■ Collected data entries:
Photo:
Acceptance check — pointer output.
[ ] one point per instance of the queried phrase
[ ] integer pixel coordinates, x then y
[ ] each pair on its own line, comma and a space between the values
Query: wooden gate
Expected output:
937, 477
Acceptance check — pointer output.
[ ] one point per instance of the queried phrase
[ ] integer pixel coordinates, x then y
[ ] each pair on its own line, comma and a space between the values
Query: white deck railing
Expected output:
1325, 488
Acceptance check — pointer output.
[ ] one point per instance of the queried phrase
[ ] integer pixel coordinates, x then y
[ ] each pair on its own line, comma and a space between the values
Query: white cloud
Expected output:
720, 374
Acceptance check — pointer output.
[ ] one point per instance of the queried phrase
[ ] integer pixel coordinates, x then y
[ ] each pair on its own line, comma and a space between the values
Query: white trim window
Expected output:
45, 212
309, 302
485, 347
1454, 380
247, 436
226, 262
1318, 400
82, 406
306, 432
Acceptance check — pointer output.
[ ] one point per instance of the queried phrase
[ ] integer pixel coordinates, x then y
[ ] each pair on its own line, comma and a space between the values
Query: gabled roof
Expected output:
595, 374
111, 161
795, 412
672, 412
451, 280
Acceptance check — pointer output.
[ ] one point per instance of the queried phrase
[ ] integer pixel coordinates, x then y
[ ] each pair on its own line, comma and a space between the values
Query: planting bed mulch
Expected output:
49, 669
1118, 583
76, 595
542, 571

---

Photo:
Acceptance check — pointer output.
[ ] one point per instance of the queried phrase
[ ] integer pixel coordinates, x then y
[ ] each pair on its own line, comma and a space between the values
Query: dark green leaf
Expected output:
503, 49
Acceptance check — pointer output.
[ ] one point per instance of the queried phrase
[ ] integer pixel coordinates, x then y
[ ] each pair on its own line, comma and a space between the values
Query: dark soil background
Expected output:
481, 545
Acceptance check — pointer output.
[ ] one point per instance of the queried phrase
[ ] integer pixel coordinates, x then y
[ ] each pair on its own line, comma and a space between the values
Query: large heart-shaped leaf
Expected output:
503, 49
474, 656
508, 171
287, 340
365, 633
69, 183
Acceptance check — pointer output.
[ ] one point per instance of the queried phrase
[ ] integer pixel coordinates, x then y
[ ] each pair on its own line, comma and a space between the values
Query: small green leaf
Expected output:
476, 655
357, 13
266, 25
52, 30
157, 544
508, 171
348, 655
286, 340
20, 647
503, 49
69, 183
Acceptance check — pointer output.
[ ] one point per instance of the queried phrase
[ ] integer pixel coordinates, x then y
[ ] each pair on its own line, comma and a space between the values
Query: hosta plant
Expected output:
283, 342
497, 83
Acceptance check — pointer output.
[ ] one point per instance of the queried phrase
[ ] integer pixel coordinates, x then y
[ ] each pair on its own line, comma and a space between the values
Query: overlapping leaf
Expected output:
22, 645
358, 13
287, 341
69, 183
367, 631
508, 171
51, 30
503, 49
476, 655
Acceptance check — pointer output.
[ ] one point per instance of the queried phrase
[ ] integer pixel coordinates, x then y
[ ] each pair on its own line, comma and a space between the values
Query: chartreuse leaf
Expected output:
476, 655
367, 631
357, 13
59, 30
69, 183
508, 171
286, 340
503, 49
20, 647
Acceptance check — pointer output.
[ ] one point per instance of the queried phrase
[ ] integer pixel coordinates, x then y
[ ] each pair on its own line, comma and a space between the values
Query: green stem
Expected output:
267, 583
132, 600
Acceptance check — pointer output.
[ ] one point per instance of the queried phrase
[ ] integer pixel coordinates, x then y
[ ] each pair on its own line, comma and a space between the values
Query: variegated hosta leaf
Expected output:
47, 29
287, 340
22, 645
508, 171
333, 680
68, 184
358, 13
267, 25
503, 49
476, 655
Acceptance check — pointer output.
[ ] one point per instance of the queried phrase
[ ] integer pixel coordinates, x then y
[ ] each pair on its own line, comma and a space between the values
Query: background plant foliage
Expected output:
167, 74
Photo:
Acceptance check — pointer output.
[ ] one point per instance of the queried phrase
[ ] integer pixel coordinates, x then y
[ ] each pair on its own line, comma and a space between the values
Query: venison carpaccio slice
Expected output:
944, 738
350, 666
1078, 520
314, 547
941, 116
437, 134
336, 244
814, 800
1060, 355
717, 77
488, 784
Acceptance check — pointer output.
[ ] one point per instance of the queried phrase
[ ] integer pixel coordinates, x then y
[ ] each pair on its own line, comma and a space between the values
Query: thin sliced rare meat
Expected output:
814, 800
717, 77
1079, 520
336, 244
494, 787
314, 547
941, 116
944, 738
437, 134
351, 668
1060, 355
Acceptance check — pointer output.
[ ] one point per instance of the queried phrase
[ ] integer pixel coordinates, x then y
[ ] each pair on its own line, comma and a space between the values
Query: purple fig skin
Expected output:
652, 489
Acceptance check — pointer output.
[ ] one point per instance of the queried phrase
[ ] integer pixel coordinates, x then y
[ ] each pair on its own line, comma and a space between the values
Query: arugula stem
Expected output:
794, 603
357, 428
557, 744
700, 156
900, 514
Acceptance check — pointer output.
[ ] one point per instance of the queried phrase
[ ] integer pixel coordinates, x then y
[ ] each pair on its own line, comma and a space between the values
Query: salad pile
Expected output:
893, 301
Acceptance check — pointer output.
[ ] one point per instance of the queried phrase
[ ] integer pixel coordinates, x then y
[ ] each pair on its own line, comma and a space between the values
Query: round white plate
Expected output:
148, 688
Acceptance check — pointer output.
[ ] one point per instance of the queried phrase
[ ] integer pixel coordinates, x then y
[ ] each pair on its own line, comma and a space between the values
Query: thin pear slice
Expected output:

---

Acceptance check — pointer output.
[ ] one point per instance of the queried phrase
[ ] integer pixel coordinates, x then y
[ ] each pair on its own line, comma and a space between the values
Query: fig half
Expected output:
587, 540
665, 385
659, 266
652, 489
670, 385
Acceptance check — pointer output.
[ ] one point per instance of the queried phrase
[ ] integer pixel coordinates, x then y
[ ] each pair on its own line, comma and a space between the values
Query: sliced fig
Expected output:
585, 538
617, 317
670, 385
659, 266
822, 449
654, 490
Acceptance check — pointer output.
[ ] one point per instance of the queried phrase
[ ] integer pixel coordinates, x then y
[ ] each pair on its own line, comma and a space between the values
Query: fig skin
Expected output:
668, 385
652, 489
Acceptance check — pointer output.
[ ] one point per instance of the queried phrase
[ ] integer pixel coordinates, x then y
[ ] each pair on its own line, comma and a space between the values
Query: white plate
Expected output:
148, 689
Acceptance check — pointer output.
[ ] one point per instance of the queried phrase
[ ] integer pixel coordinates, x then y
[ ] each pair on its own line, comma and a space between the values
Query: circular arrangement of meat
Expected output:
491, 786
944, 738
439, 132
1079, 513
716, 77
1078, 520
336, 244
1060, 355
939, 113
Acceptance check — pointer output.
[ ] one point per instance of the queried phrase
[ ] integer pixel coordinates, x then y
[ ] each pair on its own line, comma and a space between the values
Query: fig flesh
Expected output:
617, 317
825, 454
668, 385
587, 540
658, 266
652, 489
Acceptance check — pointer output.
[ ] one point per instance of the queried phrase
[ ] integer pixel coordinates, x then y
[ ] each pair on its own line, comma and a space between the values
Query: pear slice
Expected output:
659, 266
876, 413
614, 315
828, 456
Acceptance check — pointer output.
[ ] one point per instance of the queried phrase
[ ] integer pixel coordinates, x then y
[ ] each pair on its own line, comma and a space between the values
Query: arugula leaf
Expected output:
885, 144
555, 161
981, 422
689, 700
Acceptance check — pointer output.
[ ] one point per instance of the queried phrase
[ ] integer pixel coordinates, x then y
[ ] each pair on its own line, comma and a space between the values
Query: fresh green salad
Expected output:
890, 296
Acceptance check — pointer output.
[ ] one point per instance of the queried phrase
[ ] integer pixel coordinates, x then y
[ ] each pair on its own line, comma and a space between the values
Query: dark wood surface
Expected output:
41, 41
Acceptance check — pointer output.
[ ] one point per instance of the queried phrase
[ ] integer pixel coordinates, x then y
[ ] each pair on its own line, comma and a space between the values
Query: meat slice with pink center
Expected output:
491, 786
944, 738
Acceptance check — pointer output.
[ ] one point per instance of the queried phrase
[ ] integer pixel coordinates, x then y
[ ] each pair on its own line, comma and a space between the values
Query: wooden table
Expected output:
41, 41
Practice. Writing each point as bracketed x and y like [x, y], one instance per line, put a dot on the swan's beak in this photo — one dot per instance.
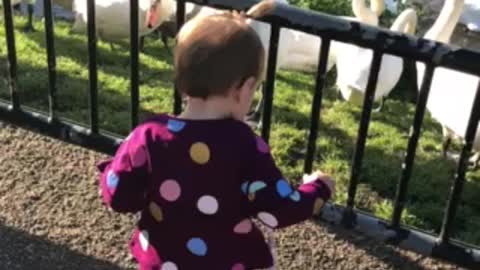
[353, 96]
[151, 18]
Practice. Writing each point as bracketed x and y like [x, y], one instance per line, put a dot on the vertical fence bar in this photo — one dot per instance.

■ Given request:
In how many lines of the rows above does the string "bracketed" appear, with case taken into account? Reply with the number alone.

■ Completed task:
2